• Exercise A: In the resume font guide below, what font and size does the "After" setup use for the name?
• Exercise B: Extend the resume font guide below by continuing it after its last sentence.

• Extract provided:
%%

Before and After: Font Makeover Example
Before (problematic setup):
- Font: Palatino Linotype, 9 pt body text
- Section headings in a different font (Georgia, 13 pt)
- Name in a script/display font
- Mixed use of bold, italic, and underline throughout
- Result: ATS frequently misreads section headings, some text is skipped entirely, and the recruiter finds it hard to skim.
After (ATS-optimized setup):
- Font: Calibri throughout, 11 pt body text
- Section headings in Calibri Bold, 13 pt
- Name in Calibri Bold, 18 pt
- Bold used only for job titles and company names
- Result: Clean ATS parse, all keywords detected, recruiter can scan in under 10 seconds.
The switch takes about 15 minutes in any word processor and can meaningfully change your parse rate.
Step-by-Step: Changing Your Resume Font Safely
Step 1: Open your resume in Microsoft Word or Google Docs.
Step 2: Select all text (Ctrl+A on Windows, Cmd+A on Mac).
Step 3: Change the font to your chosen ATS-safe option (Calibri, Arial, or Times New Roman are the safest bets).
Step 4: Check heading sizes. Your name should be 16–20 pt. Section headings should be 12–14 pt. Body text should be 10–11 pt.
Step 5: Remove any text boxes, headers, or footers that contain contact information or section labels. ATS often skips content in these areas entirely.
Step 6: Export as a .docx file first, then as a PDF if the job posting allows PDF submissions. Some ATS still parse DOCX more reliably than PDF.
Step 7: Run a quick parse test. Copy and paste the text from your PDF into a plain text editor. If the content appears in the correct order and no text is missing, your formatting is ATS-safe.
Common Mistakes to Avoid (Extended)
The original checklist above covers the basics. Here are additional pitfalls that are easy to miss:
Using font ligatures or special OpenType features. Some advanced font rendering features create character combinations that ATS cannot decode. Stick to standard character sets.
Downloading obscure free fonts. Fonts downloaded from third-party sites may not embed correctly in PDFs, causing text rendering issues when the file is opened on a different machine or parsed by an ATS.
Converting your resume to an image-based PDF. If you scan a printed resume or use a print-to-PDF method that rasterizes the document, all the text becomes an image. ATS cannot read image-based PDFs at all.

%%

• Excerpted records:
%%

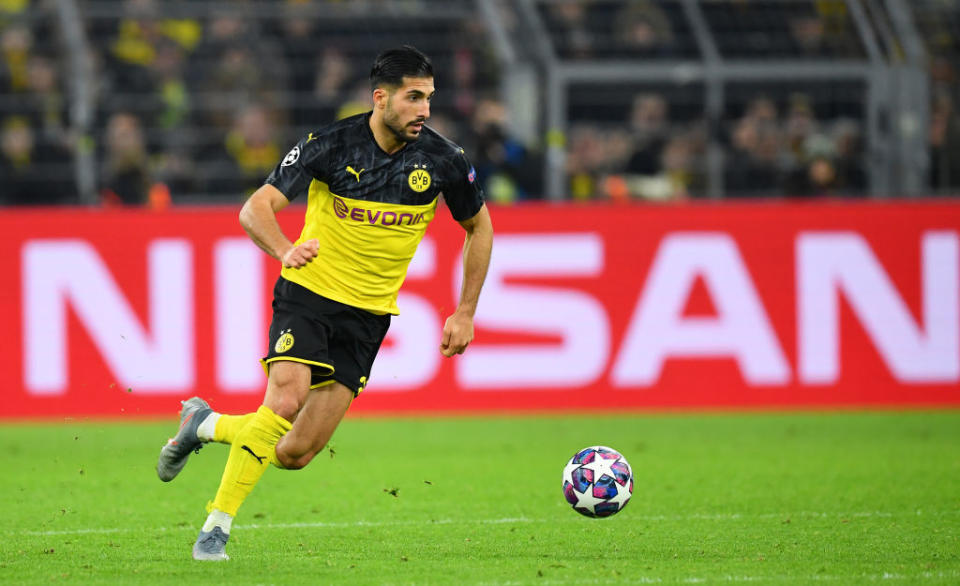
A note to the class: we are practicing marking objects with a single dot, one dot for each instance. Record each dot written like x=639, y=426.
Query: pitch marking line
x=505, y=520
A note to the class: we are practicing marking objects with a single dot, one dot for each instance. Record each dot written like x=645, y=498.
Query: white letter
x=410, y=357
x=576, y=318
x=61, y=272
x=833, y=262
x=740, y=330
x=241, y=339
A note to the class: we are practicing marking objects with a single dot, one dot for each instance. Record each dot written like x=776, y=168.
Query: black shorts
x=339, y=342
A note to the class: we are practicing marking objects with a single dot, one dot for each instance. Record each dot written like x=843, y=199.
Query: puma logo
x=260, y=459
x=356, y=173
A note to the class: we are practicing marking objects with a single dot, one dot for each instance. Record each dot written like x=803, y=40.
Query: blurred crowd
x=198, y=106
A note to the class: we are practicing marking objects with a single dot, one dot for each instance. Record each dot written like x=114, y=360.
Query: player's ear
x=380, y=97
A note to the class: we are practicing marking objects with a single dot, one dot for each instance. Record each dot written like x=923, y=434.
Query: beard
x=402, y=131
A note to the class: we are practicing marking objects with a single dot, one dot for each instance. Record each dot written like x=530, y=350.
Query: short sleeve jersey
x=368, y=209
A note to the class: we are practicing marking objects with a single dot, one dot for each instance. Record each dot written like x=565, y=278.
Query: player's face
x=409, y=107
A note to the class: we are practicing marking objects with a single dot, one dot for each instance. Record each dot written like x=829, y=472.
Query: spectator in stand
x=16, y=45
x=126, y=178
x=848, y=160
x=332, y=78
x=49, y=106
x=297, y=33
x=649, y=128
x=135, y=47
x=248, y=154
x=31, y=175
x=568, y=22
x=642, y=29
x=506, y=169
x=945, y=143
x=752, y=162
x=236, y=64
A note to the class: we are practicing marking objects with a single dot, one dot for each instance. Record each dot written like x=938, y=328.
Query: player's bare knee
x=293, y=459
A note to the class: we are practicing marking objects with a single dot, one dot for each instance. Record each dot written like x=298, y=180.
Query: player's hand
x=301, y=254
x=457, y=334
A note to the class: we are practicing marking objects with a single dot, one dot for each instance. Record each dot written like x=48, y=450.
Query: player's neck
x=386, y=139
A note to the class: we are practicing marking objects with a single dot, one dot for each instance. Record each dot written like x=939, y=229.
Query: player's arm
x=258, y=216
x=458, y=329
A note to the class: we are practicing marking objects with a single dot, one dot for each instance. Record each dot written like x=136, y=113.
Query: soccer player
x=372, y=183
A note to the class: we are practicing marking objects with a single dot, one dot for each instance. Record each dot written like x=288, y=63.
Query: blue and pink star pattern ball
x=597, y=481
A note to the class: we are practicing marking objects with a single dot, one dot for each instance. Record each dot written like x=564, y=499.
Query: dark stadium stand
x=195, y=101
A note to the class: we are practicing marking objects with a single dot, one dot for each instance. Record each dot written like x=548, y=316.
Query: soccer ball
x=597, y=481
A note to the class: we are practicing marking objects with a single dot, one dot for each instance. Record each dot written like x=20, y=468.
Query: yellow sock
x=252, y=451
x=228, y=426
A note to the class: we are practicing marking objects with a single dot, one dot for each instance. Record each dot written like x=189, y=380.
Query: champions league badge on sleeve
x=291, y=157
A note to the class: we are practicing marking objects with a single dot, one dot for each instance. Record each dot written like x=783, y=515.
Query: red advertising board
x=734, y=305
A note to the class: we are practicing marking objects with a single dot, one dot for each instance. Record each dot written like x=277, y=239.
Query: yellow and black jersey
x=368, y=209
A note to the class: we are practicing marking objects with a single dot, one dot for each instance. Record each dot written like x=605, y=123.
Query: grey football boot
x=173, y=456
x=210, y=546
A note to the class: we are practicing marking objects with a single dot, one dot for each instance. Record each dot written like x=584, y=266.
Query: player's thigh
x=288, y=388
x=322, y=412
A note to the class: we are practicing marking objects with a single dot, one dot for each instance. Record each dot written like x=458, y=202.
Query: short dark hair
x=391, y=66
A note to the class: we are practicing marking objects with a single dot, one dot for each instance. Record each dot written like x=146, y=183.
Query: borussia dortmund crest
x=419, y=180
x=284, y=342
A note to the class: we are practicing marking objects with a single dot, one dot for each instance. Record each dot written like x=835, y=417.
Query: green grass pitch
x=838, y=498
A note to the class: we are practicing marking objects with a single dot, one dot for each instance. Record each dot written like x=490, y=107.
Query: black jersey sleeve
x=461, y=190
x=292, y=176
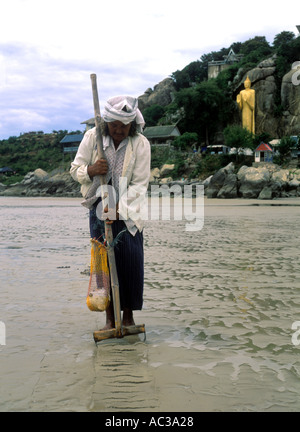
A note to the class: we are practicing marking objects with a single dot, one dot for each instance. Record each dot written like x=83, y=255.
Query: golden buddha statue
x=246, y=102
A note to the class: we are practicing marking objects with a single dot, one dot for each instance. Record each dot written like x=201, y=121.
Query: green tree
x=153, y=114
x=237, y=137
x=203, y=107
x=185, y=141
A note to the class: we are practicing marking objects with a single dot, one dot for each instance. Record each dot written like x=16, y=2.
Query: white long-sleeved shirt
x=136, y=159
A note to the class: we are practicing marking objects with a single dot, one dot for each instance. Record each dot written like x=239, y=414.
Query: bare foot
x=128, y=318
x=110, y=318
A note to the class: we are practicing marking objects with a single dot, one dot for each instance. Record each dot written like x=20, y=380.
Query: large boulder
x=217, y=181
x=252, y=181
x=290, y=100
x=229, y=188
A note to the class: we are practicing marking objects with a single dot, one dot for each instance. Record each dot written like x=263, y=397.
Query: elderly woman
x=127, y=154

%%

• Output A: Calibri Bold, 18 pt.

• Output B:
Using white text on white background to “stuff” keywords. Some older guides suggested this tactic. Modern ATS systems detect it, and recruiters who notice it will disqualify you immediately.
Ignoring line spacing. Single-spaced text at 10 pt in a dense paragraph is hard to read. Use 1.15 or 1.2 line spacing for body text. It improves readability without taking up much extra space.
FAQ
Q: What fonts do ATS prefer?
A: ATS prefer standard, clean fonts like Arial, Calibri, Times New Roman, Helvetica, and Verdana. These fonts have been in widespread use for decades and are supported across virtually all systems and ATS platforms.
Q: Can I use multiple fonts?
A: It is best to use one font consistently with minor variations (bold/italic) for emphasis. If you use two fonts, limit it to one for headings and one for body text — and make sure both are from the ATS-safe list above.
Q: What font size works best?
A: Sizes between 10 and 12 points are ideal for body text. Use 12–14 pt for section headings and 16–20 pt for your name. Never go below 10 pt anywhere a recruiter needs to read.
Q: Will a fancy font hurt my chances?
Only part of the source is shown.